-- Brief 1 --
Using the article on pedestrian deaths, list each measure that Jonathan Adkins says is needed to reverse the trend.
-- Brief 2 --
Write the next part of the article on pedestrian deaths, picking up after its final sentence.

-- Text under study --
Pedestrian deaths are continuing to skyrocket even as the pandemic wanes — and since 2019, the death rate for walkers has eclipsed the rate of population growth by a factor of at least nine, analysts say.

U.S. drivers killed 3,434 people on foot in the first six months of 2022, an increase of 5 percent over the same period the prior year — and a staggering 18 percent increase over the number of walkers who died in early 2019, the last year before the pandemic, according to the latest fatality estimates from the Governors Highway Safety Association.

Those numbers can't easily be explained by non-traffic-related factors, noting that since "2019, the last pre-pandemic year, pedestrian fatalities have surged 18 percent in just three years – nine times faster than U.S. population growth," the report said.

Estimates for the death toll in the second half of 2022 won't be out until spring, but if the trend continues, it will mean an average of 19 walkers lost their lives on U.S. roads every single day last year.

"It’s absolutely mind-boggling and heartbreaking," Jonathan Adkins, CEO of the association, said in a statement. "The only way to reverse this awful trend is to do more of everything that works — more and better designed infrastructure to keep people walking safe, equitable enforcement of traffic safety laws to stop dangerous driving and engaging more communities where the impacts of this crisis are felt the hardest.”

Graphic: GHSA
Graphic: GHSA. Click to view larger.
Graphic: GHSA

The news will come as disappointing if not particularly surprising to street safety advocates, many of whom hoped pedestrian deaths would ebb as pandemic restrictions waned and cars returned to U.S. roads, increasing congestion and leaving drivers with less space to reach deadly speeds. Instead, experts say that changing commute patterns caused traffic to spread more evenly throughout the day — and paired with increases in reckless driving behavior and the absence of other systemic interventions, deaths continued to surge.

-- Supplied material --
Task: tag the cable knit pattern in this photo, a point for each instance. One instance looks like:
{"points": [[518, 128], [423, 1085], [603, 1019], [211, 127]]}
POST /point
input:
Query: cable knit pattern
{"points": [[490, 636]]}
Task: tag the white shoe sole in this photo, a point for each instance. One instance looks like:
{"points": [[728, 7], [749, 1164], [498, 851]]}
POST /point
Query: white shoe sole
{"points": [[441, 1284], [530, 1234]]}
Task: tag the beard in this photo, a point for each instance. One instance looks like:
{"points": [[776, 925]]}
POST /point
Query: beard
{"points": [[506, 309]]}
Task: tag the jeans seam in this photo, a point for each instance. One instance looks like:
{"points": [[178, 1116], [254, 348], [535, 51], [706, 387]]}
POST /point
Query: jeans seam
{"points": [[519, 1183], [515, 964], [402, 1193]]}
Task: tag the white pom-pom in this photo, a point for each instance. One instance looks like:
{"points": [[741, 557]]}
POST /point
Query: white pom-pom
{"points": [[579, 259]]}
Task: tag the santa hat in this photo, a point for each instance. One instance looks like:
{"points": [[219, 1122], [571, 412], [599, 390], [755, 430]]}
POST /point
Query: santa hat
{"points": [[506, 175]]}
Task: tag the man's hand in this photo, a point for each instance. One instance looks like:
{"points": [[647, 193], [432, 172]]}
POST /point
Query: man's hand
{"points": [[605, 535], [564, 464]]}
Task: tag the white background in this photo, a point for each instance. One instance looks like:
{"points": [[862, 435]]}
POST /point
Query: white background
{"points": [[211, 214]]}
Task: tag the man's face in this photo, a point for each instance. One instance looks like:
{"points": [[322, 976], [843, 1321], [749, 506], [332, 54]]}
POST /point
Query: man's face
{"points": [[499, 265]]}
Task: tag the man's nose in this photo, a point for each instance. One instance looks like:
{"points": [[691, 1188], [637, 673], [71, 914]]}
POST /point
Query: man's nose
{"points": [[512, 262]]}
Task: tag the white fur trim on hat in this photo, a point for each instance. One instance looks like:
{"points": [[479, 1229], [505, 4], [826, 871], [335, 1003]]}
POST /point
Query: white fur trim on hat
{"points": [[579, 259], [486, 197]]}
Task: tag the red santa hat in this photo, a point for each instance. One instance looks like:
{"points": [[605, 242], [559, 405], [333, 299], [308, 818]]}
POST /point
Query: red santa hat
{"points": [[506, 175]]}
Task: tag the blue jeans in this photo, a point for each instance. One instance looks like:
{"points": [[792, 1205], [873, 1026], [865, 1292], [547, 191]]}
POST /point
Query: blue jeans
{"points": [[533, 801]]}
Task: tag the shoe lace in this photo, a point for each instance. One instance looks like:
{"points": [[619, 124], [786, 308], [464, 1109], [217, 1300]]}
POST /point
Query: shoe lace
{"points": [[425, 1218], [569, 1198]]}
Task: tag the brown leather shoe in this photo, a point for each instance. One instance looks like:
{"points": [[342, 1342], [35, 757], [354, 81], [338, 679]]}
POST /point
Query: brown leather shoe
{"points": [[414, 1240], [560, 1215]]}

==

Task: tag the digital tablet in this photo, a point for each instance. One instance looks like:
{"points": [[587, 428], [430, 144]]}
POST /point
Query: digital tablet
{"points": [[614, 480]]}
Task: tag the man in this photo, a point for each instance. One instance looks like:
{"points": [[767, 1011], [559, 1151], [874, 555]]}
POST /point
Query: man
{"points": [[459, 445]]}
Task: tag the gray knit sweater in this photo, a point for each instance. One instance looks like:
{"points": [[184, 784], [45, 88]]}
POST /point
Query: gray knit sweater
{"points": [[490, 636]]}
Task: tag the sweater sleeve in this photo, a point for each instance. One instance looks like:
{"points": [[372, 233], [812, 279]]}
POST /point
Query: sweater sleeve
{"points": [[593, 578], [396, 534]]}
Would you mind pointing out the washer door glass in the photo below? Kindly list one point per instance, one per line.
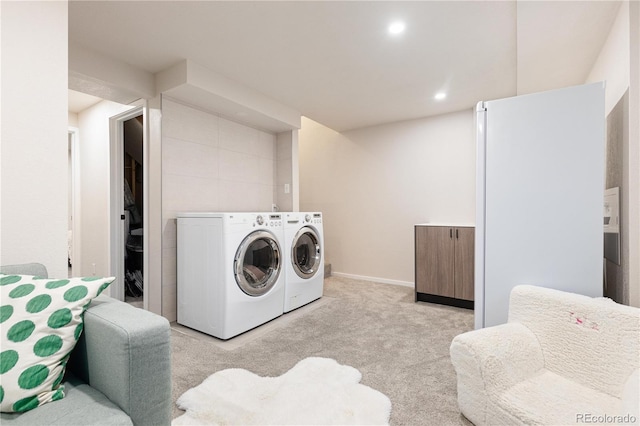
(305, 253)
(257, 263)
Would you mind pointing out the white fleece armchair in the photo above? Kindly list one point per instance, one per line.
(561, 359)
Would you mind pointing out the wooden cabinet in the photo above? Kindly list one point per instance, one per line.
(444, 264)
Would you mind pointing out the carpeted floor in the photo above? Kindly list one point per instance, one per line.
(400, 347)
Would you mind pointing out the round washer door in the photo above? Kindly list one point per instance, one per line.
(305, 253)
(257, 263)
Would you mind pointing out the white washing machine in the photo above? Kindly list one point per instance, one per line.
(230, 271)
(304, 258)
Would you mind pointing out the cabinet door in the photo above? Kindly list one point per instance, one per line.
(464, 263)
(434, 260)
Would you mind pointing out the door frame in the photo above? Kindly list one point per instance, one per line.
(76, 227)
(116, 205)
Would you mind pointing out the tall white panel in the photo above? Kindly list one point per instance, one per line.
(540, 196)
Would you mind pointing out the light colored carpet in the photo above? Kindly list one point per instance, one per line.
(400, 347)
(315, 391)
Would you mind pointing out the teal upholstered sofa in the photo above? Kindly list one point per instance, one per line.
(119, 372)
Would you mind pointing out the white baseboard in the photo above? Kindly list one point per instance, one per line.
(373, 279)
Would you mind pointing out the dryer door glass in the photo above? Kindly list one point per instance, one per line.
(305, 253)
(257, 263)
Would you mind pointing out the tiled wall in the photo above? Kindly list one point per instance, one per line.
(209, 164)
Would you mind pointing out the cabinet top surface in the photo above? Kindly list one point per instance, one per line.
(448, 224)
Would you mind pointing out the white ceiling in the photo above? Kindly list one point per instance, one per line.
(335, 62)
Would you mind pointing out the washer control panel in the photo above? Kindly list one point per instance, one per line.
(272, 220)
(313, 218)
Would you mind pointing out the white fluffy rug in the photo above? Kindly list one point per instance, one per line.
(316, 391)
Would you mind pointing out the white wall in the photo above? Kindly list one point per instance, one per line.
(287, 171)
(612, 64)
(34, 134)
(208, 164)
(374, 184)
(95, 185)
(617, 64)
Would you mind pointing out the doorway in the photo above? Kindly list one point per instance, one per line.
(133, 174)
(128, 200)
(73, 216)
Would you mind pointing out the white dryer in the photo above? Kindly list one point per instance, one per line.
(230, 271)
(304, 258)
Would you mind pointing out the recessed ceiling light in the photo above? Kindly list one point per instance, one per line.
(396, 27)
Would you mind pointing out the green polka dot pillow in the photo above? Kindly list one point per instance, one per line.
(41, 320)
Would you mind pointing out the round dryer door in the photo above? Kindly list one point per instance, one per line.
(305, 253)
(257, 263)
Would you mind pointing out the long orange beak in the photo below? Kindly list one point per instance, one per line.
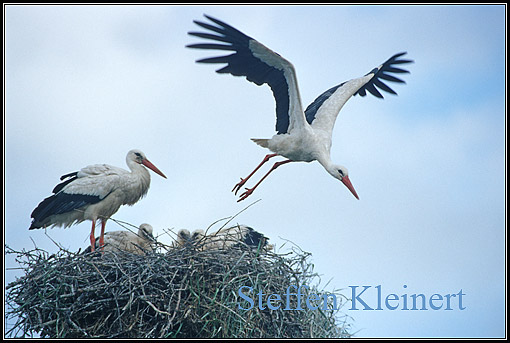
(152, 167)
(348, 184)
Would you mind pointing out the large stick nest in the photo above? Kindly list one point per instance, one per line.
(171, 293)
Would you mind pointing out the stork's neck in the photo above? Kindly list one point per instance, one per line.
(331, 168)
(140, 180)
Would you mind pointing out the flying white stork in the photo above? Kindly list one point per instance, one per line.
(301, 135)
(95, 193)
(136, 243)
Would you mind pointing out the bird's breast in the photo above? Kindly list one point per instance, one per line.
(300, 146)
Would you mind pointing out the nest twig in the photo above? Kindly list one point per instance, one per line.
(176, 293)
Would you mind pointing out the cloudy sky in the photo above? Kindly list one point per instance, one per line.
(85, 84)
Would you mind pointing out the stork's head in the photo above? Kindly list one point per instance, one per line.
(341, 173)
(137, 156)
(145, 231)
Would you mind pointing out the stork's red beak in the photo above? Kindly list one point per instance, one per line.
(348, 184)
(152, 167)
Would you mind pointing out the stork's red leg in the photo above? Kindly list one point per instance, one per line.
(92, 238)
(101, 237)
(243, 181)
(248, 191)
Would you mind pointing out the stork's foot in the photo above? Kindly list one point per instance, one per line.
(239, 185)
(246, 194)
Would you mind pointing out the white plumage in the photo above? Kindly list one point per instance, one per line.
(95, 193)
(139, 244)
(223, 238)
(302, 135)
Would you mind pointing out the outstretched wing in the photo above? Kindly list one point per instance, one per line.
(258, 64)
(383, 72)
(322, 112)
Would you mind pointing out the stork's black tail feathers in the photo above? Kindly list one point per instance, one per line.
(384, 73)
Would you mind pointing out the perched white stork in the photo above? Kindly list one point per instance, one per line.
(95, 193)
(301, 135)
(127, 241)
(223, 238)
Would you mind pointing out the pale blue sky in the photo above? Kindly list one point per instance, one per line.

--

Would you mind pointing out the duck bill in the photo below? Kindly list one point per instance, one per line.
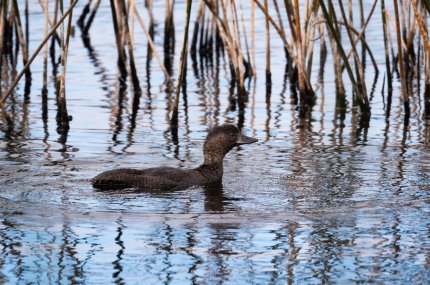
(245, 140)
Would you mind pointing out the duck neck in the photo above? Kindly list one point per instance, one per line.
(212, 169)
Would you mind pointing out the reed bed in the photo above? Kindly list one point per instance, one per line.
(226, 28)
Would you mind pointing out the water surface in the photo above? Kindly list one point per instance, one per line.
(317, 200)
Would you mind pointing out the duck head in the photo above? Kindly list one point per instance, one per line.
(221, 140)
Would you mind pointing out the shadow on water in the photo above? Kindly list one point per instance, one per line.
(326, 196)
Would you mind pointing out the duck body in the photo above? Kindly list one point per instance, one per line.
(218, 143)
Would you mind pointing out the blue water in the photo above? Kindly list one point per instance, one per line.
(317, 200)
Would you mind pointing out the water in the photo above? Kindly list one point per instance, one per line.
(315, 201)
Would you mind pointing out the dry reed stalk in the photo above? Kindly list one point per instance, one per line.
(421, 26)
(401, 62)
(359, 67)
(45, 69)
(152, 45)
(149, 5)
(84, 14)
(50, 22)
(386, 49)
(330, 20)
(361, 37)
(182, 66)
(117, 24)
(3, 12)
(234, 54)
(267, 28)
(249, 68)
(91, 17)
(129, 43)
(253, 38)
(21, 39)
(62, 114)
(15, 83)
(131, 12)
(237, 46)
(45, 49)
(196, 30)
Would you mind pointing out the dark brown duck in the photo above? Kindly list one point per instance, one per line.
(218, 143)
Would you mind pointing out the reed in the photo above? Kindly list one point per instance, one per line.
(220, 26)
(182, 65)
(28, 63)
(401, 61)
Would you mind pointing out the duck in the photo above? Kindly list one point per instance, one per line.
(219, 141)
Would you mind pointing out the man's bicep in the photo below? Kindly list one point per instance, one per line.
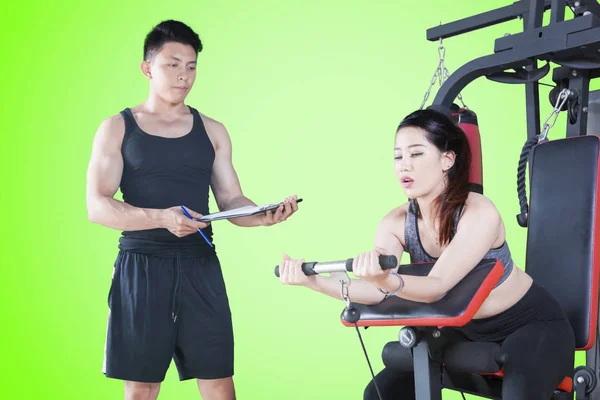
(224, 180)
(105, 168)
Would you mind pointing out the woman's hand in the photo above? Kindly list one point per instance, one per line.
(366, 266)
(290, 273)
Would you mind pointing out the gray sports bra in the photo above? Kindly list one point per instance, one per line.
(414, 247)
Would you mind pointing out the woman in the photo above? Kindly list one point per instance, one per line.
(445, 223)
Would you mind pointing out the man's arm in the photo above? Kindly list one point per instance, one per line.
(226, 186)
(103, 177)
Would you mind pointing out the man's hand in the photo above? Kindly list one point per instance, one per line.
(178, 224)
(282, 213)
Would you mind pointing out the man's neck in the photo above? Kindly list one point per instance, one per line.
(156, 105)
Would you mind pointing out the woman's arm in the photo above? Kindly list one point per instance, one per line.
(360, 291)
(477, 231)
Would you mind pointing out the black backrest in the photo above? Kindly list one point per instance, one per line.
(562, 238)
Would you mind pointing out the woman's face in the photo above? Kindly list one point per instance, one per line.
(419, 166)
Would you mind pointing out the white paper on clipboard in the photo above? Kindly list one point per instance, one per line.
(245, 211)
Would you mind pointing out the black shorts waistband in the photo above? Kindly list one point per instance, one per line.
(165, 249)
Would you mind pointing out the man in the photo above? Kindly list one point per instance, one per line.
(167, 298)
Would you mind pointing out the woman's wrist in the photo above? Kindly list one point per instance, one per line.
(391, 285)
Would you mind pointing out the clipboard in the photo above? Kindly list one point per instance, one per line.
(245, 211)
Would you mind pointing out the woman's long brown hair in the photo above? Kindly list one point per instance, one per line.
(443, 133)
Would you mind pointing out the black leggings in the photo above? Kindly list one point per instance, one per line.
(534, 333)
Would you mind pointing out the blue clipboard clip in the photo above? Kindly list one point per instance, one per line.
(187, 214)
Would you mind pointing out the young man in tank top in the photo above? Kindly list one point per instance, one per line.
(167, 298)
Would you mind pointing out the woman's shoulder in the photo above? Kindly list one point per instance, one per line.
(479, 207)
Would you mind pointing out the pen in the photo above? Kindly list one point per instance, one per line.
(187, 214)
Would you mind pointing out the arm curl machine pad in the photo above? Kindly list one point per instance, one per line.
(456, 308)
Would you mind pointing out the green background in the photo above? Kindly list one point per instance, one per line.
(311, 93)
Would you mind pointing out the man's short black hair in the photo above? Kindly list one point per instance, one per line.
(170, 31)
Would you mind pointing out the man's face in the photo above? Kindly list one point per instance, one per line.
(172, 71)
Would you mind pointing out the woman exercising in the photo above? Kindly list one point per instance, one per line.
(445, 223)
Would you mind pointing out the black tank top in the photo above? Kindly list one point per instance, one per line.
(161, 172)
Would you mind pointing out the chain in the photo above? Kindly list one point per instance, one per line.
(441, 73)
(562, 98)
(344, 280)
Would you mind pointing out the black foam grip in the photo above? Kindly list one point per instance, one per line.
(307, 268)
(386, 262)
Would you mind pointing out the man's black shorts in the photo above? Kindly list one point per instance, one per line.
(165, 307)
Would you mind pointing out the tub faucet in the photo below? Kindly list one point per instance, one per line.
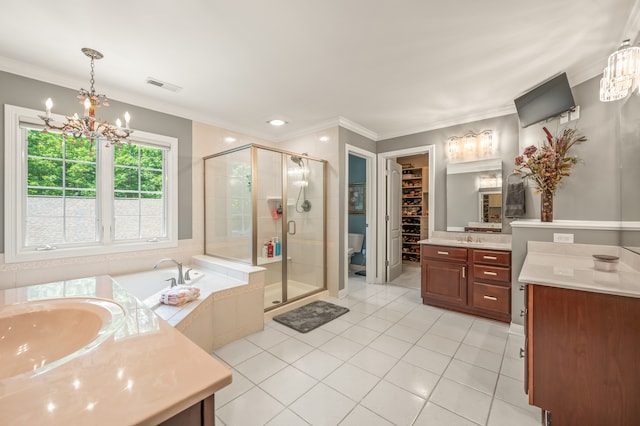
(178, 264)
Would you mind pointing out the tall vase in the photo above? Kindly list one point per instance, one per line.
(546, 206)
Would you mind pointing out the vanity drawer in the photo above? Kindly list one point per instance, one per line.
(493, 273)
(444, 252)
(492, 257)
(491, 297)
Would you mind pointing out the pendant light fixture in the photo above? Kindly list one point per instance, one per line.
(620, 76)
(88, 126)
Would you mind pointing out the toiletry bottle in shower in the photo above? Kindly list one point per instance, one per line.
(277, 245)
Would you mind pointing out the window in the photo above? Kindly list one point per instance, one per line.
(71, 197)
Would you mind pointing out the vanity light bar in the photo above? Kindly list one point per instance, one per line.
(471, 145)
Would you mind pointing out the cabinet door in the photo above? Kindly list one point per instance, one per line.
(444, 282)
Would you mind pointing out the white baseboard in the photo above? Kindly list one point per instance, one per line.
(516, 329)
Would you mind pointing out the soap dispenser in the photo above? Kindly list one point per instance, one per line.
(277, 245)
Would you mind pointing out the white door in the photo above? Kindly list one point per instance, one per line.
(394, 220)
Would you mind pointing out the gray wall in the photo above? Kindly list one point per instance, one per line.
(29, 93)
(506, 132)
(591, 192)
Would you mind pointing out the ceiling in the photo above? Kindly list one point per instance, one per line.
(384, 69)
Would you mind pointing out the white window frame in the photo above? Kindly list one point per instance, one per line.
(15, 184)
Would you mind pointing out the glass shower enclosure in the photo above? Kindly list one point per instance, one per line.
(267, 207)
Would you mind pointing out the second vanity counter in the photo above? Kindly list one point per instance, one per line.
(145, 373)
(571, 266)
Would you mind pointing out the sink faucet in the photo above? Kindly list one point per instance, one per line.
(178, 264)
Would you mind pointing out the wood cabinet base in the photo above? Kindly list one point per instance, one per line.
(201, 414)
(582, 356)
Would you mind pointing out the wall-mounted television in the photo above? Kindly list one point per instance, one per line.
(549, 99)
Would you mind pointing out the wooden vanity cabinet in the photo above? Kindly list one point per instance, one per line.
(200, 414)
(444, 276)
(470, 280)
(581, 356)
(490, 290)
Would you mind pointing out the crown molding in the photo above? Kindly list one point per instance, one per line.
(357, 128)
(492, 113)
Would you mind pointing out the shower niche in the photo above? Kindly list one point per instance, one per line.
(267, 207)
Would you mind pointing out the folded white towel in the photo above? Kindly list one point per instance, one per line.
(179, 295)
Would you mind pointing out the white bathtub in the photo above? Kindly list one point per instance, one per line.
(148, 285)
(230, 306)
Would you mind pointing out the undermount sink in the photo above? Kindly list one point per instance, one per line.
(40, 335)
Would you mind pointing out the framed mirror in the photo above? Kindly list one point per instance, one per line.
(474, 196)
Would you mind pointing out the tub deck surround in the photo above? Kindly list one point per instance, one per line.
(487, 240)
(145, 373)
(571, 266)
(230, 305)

-- Task output 1 --
- More and better designed infrastructure to keep people walking safe
- Equitable enforcement of traffic safety laws to stop dangerous driving
- Engaging more communities where the impacts of the crisis are felt the hardest

-- Task output 2 --
According to the new data, some of those surges were even more alarming at the state level. When the group compared the first six months of 2021 with the same period in 2022, they found that walker deaths had increased a shocking 266.67 percent in Nebraska, 150 percent in New Hampshire, and 87.5 percent in Delaware.

Those dramatic numbers are partly explained by those states' small populations — all have fewer than two million residents — but the group points out that  large communities remain unacceptably dangerous, too. The three most populous states in America (California, Florida and Texas) posted 38 percent of all pedestrian fatalities in 2022 despite being home to just 28 percent of the U.S. population.

Regardless of a community's size, though, advocates emphasizes that the solution to surging pedestrian deaths across America is the same: dismantling the systemic factors that make American roads, vehicles, and drivers amongst the most dangerous in the developed world, and replacing them with the rigorous Safe Systems approach as outlined in the National Roadway Safety Strategy that US DOT adopted last year. Because if we don't, the pedestrian crisis is likely to continue — pandemic or no.